Entries supplied section start
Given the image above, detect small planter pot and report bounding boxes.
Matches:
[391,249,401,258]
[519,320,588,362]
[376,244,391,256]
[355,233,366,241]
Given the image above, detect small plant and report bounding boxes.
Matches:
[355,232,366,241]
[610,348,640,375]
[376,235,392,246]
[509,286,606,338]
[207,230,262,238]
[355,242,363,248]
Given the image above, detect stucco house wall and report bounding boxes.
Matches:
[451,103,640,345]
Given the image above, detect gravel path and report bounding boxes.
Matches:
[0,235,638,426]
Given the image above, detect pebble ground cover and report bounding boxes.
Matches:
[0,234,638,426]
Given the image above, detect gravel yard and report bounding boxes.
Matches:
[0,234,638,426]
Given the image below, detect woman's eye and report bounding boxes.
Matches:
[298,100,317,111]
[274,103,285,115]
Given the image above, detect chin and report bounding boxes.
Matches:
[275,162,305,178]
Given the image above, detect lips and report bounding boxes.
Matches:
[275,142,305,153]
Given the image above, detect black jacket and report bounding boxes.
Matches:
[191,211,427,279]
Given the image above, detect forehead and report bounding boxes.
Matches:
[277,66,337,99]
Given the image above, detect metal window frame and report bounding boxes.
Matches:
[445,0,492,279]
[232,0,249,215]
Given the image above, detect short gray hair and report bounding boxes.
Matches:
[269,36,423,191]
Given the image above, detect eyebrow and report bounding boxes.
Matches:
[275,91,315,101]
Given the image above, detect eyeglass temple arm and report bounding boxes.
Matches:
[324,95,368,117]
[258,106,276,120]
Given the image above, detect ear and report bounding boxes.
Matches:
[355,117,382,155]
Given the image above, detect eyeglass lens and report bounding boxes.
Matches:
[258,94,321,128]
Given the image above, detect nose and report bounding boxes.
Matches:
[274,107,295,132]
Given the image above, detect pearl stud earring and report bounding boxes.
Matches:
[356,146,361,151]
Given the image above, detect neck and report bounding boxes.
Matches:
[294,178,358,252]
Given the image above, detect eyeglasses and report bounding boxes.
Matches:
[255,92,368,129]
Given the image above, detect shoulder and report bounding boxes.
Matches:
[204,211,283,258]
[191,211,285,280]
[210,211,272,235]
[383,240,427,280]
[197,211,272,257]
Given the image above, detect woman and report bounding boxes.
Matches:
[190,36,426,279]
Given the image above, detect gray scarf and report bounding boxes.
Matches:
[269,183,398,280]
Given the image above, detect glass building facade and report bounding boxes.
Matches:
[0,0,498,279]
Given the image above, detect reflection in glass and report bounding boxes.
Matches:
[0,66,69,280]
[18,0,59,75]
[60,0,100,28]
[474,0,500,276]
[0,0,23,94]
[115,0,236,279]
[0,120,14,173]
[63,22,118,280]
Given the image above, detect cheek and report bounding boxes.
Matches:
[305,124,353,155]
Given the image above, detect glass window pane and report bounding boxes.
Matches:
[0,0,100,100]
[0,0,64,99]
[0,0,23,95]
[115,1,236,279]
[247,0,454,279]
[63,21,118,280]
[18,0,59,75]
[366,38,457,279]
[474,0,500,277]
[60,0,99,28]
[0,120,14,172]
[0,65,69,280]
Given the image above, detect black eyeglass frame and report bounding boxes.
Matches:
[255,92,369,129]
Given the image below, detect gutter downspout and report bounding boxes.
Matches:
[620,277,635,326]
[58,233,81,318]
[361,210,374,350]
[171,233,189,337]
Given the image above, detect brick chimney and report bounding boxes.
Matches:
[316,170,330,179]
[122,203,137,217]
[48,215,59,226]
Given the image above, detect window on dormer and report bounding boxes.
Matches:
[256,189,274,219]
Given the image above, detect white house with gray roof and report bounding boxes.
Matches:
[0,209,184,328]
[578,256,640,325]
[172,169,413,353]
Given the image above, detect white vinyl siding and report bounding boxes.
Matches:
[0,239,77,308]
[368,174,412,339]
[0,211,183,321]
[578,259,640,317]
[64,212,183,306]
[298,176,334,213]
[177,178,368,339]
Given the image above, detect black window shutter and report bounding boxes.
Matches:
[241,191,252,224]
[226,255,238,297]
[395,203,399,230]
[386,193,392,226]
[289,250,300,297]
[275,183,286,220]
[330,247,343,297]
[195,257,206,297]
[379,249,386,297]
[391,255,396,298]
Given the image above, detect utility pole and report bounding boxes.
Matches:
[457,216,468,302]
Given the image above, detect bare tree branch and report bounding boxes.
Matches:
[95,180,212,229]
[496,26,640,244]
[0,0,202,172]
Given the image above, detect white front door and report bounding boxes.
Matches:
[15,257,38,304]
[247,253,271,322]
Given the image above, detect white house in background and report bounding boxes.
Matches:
Entries supplied section end
» **Task to complete**
Tell me how many lines of the records include the word "black", and say nothing else.

» **Written solution**
3